** Start of TASK INPUT **
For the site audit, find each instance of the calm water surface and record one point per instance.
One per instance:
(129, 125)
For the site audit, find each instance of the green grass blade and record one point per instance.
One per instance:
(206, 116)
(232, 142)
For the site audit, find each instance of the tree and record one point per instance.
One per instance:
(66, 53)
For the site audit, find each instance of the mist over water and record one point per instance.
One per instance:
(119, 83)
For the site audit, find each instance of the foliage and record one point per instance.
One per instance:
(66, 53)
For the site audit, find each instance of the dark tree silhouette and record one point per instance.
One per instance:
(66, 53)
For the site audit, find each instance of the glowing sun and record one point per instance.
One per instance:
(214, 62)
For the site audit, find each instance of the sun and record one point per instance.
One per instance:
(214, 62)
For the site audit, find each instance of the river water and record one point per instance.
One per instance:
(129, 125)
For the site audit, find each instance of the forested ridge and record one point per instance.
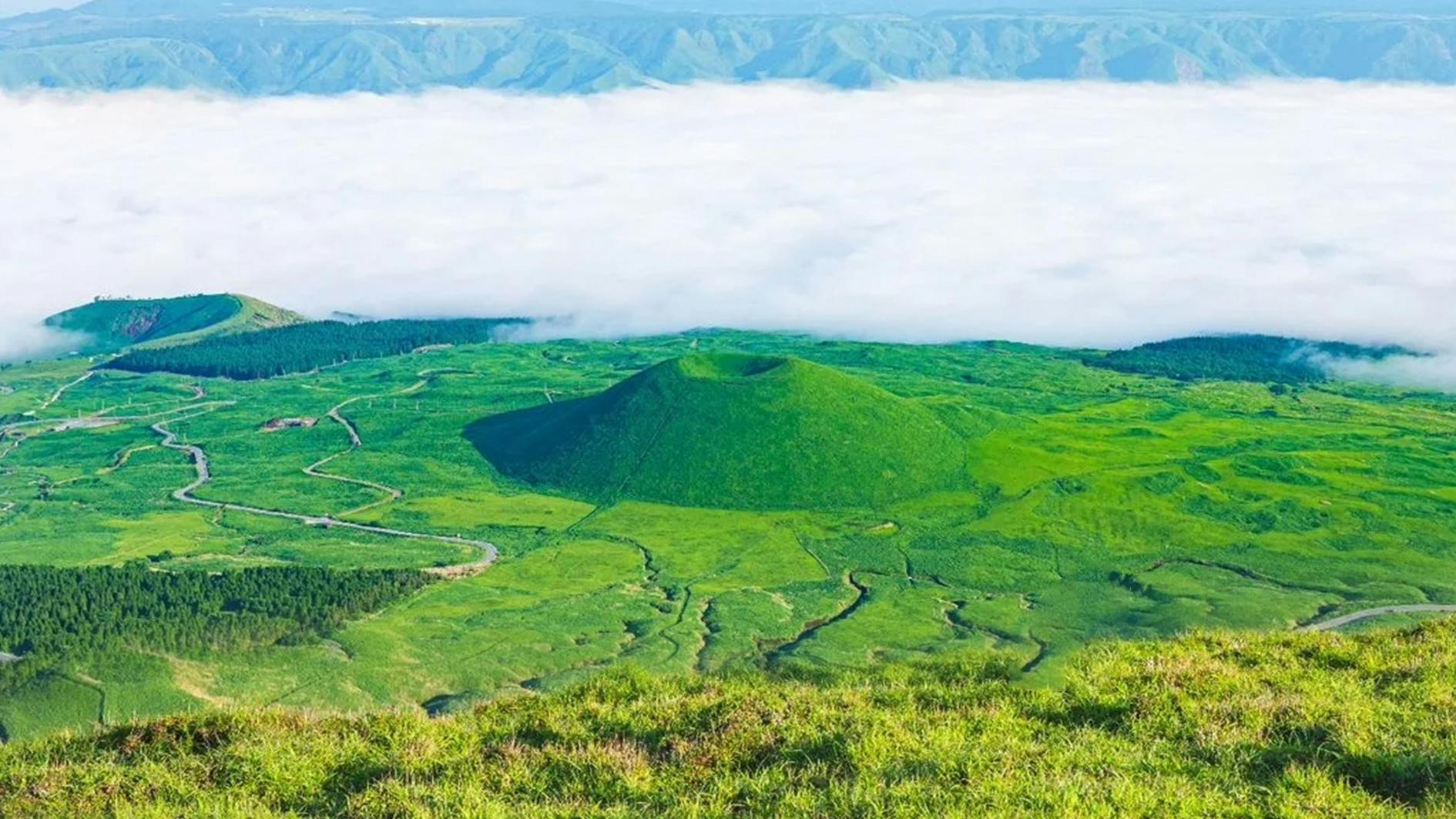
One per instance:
(50, 614)
(1238, 357)
(306, 347)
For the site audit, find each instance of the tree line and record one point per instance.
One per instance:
(50, 616)
(299, 349)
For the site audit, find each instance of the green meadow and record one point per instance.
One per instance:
(989, 498)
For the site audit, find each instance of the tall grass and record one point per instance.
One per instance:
(1210, 725)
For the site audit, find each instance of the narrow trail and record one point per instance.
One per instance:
(356, 442)
(1377, 611)
(62, 391)
(488, 551)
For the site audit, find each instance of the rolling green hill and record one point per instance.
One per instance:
(117, 324)
(1209, 726)
(736, 431)
(307, 346)
(1095, 506)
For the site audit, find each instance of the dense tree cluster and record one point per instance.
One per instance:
(1236, 357)
(50, 614)
(304, 347)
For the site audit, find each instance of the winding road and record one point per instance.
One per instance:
(356, 442)
(62, 391)
(1377, 611)
(204, 474)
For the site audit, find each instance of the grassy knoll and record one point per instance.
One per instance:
(728, 430)
(1086, 505)
(1209, 725)
(309, 346)
(114, 324)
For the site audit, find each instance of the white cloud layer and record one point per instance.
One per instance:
(1088, 214)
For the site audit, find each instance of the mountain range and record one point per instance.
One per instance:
(587, 45)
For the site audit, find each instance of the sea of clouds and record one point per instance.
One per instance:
(1058, 213)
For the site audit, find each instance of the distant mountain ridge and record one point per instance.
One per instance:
(116, 324)
(579, 47)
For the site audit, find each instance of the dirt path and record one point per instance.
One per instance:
(356, 442)
(488, 551)
(62, 391)
(1379, 611)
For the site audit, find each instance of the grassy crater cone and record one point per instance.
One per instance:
(737, 431)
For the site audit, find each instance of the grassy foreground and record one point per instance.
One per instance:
(1209, 725)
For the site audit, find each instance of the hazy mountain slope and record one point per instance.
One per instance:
(330, 52)
(114, 324)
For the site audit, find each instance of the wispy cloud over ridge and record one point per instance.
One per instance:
(1053, 213)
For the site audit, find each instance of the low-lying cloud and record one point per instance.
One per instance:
(1084, 214)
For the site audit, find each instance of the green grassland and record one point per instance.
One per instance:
(1210, 725)
(114, 324)
(1081, 503)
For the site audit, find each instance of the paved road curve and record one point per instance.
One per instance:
(488, 551)
(1367, 614)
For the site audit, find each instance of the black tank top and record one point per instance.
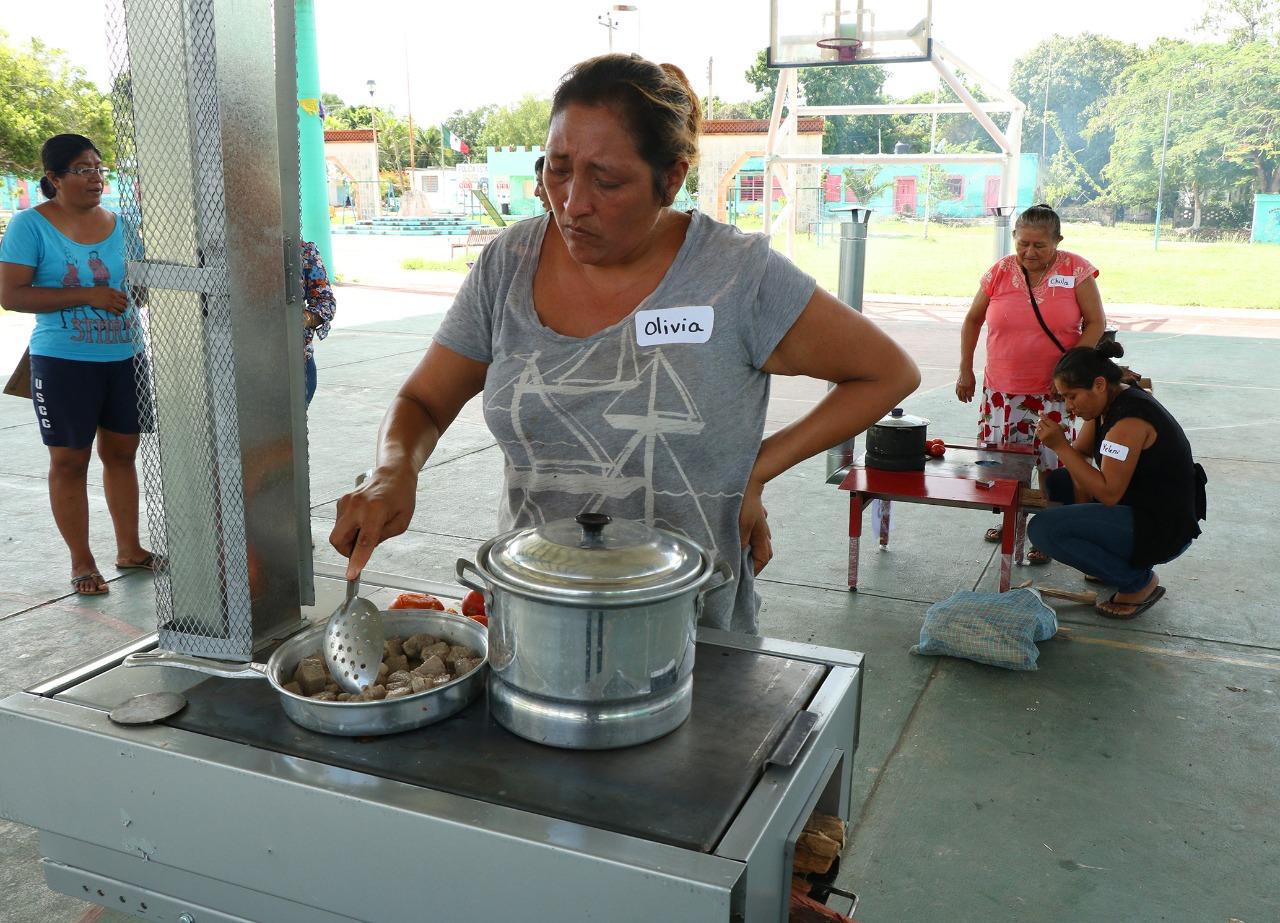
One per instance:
(1168, 487)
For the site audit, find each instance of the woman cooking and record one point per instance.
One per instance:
(1037, 304)
(1141, 505)
(625, 348)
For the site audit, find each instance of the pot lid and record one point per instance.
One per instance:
(897, 417)
(595, 556)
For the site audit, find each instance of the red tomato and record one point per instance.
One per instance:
(416, 601)
(472, 604)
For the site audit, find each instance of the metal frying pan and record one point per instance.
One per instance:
(353, 718)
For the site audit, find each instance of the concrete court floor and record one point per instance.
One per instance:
(1132, 777)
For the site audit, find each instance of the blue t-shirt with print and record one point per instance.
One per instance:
(82, 332)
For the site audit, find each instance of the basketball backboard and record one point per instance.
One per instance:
(826, 32)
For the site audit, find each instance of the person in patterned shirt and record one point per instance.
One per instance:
(1036, 304)
(319, 309)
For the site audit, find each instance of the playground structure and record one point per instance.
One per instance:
(842, 33)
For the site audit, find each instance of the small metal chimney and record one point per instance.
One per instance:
(223, 453)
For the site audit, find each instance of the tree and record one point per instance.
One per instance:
(45, 95)
(1224, 127)
(1240, 22)
(864, 183)
(1079, 72)
(833, 86)
(521, 123)
(717, 108)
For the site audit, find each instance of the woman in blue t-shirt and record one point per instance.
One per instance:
(64, 263)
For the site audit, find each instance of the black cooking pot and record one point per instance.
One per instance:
(896, 443)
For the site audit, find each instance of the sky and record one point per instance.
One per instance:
(457, 55)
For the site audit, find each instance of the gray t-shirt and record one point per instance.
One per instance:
(640, 420)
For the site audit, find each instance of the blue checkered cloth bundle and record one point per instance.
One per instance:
(999, 629)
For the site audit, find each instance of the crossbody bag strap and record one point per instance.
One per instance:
(1038, 316)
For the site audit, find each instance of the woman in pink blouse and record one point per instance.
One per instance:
(1037, 304)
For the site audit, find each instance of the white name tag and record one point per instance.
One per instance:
(675, 325)
(1114, 449)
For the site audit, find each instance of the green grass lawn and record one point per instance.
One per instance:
(952, 259)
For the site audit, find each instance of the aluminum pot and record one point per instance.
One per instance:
(592, 626)
(896, 442)
(352, 718)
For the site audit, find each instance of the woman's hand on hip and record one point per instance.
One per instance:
(753, 526)
(106, 298)
(378, 510)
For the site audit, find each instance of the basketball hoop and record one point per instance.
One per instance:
(845, 49)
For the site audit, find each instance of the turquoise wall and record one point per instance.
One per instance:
(972, 182)
(1266, 219)
(515, 167)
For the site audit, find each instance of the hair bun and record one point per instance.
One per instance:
(1110, 348)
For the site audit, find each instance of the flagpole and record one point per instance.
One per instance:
(408, 96)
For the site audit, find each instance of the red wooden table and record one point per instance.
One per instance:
(956, 480)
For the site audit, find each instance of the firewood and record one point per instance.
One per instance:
(805, 909)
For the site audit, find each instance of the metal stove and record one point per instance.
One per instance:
(229, 812)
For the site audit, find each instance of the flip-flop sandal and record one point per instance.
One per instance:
(1152, 598)
(91, 579)
(149, 563)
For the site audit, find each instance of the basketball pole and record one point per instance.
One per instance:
(1164, 149)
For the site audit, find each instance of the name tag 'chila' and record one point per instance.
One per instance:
(675, 325)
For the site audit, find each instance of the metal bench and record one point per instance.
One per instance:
(476, 237)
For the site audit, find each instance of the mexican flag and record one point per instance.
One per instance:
(453, 142)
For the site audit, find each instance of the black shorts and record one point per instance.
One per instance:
(73, 398)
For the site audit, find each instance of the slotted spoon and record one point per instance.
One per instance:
(353, 642)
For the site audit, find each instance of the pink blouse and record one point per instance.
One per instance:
(1020, 356)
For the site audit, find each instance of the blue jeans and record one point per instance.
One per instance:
(311, 378)
(1092, 538)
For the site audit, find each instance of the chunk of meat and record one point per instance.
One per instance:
(414, 644)
(311, 676)
(433, 666)
(456, 652)
(417, 601)
(437, 648)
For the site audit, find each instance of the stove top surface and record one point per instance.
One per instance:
(682, 790)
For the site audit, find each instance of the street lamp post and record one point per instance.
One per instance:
(609, 22)
(373, 123)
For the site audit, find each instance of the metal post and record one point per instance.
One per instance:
(1164, 147)
(849, 289)
(1004, 241)
(315, 187)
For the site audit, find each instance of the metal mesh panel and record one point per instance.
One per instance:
(170, 168)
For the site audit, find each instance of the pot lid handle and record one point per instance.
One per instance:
(593, 528)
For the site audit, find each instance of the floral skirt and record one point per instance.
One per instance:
** End of TASK INPUT **
### TASK DETAILS
Can you write out all the records again, substituting "field survey" for "site audit" and leaving everything else as it is, but without the pictures?

### TASK RESPONSE
For the field survey, find each instance of the calm water surface and record one point per instance.
One per instance:
(129, 125)
For the field survey, find each instance of the green grass blade and record one point per instance.
One per instance:
(206, 116)
(232, 142)
For the field survey, find each instance of the tree and record one point per instance.
One per instance:
(66, 53)
For the field survey, find each instance of the mist over water and record one point per instance.
One per instance:
(119, 83)
For the field survey, find each instance of the foliage and record one point per instance.
One per instance:
(66, 53)
For the field survey, find each instance of the dark tree silhouette and record one point per instance.
One per instance:
(66, 53)
For the field survey, find each instance of the glowing sun and record one point per instance.
One per instance:
(214, 62)
For the field survey, find each instance of the sun and record one point per instance.
One per instance:
(214, 62)
For the field survey, find each instance of the river water and record one point per instance.
One per instance:
(129, 125)
For the field survey, find each instance of the forested ridge and record one point per instance.
One per instance:
(50, 614)
(1238, 357)
(306, 347)
For the field survey, find each instance of the tree line and record one point per instance.
One per instance:
(50, 616)
(299, 349)
For the field survey, find each instance of the green meadow and record one point per instance.
One per instance:
(989, 498)
For the field survey, find each instance of the tall grass and record one point per instance.
One per instance:
(1210, 725)
For the field survey, find each instance of the narrow trail and record one point per instance.
One per instance:
(356, 442)
(1377, 611)
(62, 391)
(488, 551)
For the field survey, find each instance of the rolling green hill and record one point per instance.
One per instance:
(117, 324)
(1209, 726)
(736, 431)
(307, 346)
(1095, 506)
For the field survey, find each instance of the dense tree cluster and record one point per instance.
One per instance:
(1236, 357)
(50, 614)
(304, 347)
For the field survey, find each instance of the winding road and record one point per instance.
One per instance:
(356, 442)
(62, 391)
(1377, 611)
(204, 474)
For the field survey, find each instance of the grassy knoll and record one point per instance.
One per instance:
(728, 430)
(1086, 505)
(1209, 725)
(309, 346)
(114, 324)
For the field survey, find each instance of the white cloud layer and record one point per instance.
One per instance:
(1088, 214)
For the field survey, find each instance of the mountain range and record one point per instance.
One per instance:
(587, 45)
For the field survey, find each instance of the sea of clouds and record one point per instance.
One per instance:
(1058, 213)
For the field survey, find each instance of the distant mountain ridge and record one point per instance.
One per instance:
(116, 324)
(579, 47)
For the field survey, find each instance of the dirt path and record one point per instance.
One per instance:
(356, 442)
(488, 551)
(62, 391)
(1379, 611)
For the field survey, find each instance of the grassy crater cone and record one point per instance.
One per instance:
(737, 431)
For the field survey, find each instance of the grassy foreground and record one point per instance.
One per instance:
(1209, 725)
For the field survey, find each instance of the hazy mountain slope and record one point per instance.
One per instance:
(330, 52)
(114, 324)
For the field survey, find each instance of the wispy cloud over ridge and record one point per instance.
One per instance:
(1053, 213)
For the field survey, find each instance of the low-lying cloud and record one point per instance.
One per instance:
(1084, 214)
For the field survey, find each instance of the green grassland and record one point per instance.
One per instance:
(1210, 725)
(114, 324)
(1081, 503)
For the field survey, find each instance of the paved road curve and record one point per instance.
One per instance:
(488, 551)
(1367, 614)
For the field survey, find each instance of the black tank top and record one point per instance.
One per instance:
(1168, 487)
For the field survey, find each instance of the woman cooking and record one point per instance.
One per instance:
(1037, 304)
(1141, 505)
(625, 348)
For the field survey, find each instance of the pot lid and record one point per instance.
One per instance:
(897, 417)
(595, 556)
For the field survey, find each instance of the red tomato and record one point per instance.
One per instance:
(416, 601)
(472, 604)
For the field survey, find each instance of the metal frying pan and record one point per instance.
One per instance:
(353, 718)
For the field survey, find each instance of the concrete court floor and record one point per instance.
One per instance:
(1132, 777)
For the field survey, find each instance of the blue t-shirt with print and record one point per instance.
One per instance:
(82, 332)
For the field survey, find each instance of the basketball backboard and record one point per instance.
One per instance:
(826, 32)
For the field survey, find each instance of the person in patterned shirt and record one point per instance.
One per instance:
(1036, 304)
(319, 309)
For the field survey, find each instance of the playground structure and record one point per instance.
One per instance:
(842, 33)
For the field survey, find each instance of the small metal chimney and record one point per instance.
One per instance:
(223, 453)
For the field survey, find each instance of the tree and record one point per instance.
One per instance:
(45, 95)
(1224, 127)
(1240, 22)
(864, 183)
(1079, 72)
(833, 86)
(521, 123)
(717, 108)
For the field survey, find each instance of the woman in blue t-shirt and record one point per instance.
One per instance:
(64, 263)
For the field survey, find each instance of the black cooking pot and record one point per instance.
One per instance:
(896, 443)
For the field survey, find each instance of the sky and record one point per instance.
One per instance:
(457, 55)
For the field survey, find each instance of the gray t-shirt and record one point per instance.
One per instance:
(640, 420)
For the field survey, find each instance of the blue checkered cloth bundle and record one point per instance.
One per instance:
(999, 629)
For the field survey, find each instance of the crossbody bag strap and record one point per instance.
One per instance:
(1038, 316)
For the field survey, find each instance of the woman in pink blouse and record one point per instance.
One per instance:
(1037, 304)
For the field survey, find each instance of the white name tag and record one point per instance.
One per instance:
(675, 325)
(1114, 449)
For the field survey, find each instance of the green grass lawn and record one point per instance.
One per instance:
(952, 259)
For the field survey, find each instance of the aluminum pot and record one point per instance.
One per instance:
(592, 626)
(896, 442)
(352, 718)
For the field survey, find each instance of the woman's hand on hip and record one point per instance.
One per instance:
(753, 526)
(106, 298)
(378, 510)
For the field survey, find each instance of the basketball hoop and record one point per instance.
One per instance:
(845, 49)
For the field survey, find each instance of the turquoise wall and record one point per instance.
One per instance:
(972, 182)
(1266, 219)
(515, 167)
For the field survey, find each instance of the hair bun and record one point per instance.
One per instance:
(1110, 348)
For the field survey, find each instance of the flagpole and record one point per instance.
One per instance:
(408, 96)
For the field survey, find each instance of the red wooden table and record one point per instance.
One per instance:
(956, 480)
For the field survey, find each instance of the firewood and record one point per instance.
One per instance:
(805, 909)
For the field survey, find each instance of the metal stove and record one point per instance.
One per instance:
(229, 812)
For the field survey, find each instance of the flip-flop sandal and record one point per instance.
One per instance:
(1152, 598)
(91, 579)
(149, 563)
For the field survey, find each instance of the basketball pole and record one point per instance.
One per instance:
(1164, 149)
For the field survey, find each instance of the name tag 'chila' and record one point per instance.
One per instance:
(675, 325)
For the field survey, find each instance of the metal bench and record one point per instance.
One per instance:
(476, 237)
For the field survey, find each instance of the mexican flag and record one point per instance.
One per instance:
(453, 142)
For the field survey, find each instance of the black shorts and record one point per instance.
One per instance:
(73, 398)
For the field survey, find each instance of the slotted spoon and record one point per instance.
One per instance:
(353, 642)
For the field survey, find each instance of the pink blouse and record one point per instance.
One per instance:
(1020, 356)
For the field survey, find each instance of the blue jeans and record one point per instance.
One per instance:
(311, 378)
(1092, 538)
For the field survey, find each instance of the chunk of meat and record one point per instance.
One per instance:
(414, 644)
(311, 676)
(433, 666)
(456, 652)
(417, 601)
(437, 648)
For the field survey, find each instance of the stove top surface and record one point per instance.
One per instance:
(682, 790)
For the field survey, find each instance of the street lamp post and record one point per instance.
One per instance:
(609, 22)
(373, 123)
For the field survey, find each instance of the metal post and record one point per instance.
One per instance:
(1164, 147)
(849, 289)
(1004, 241)
(315, 187)
For the field survey, find each instance of the metal mesh panel and record one point per instance.
One per instance:
(170, 168)
For the field survey, find each instance of the pot lid handle and record one point per instance.
One per instance:
(593, 528)
For the field survey, find each instance of the floral skirt and record one point per instance.
One per instance:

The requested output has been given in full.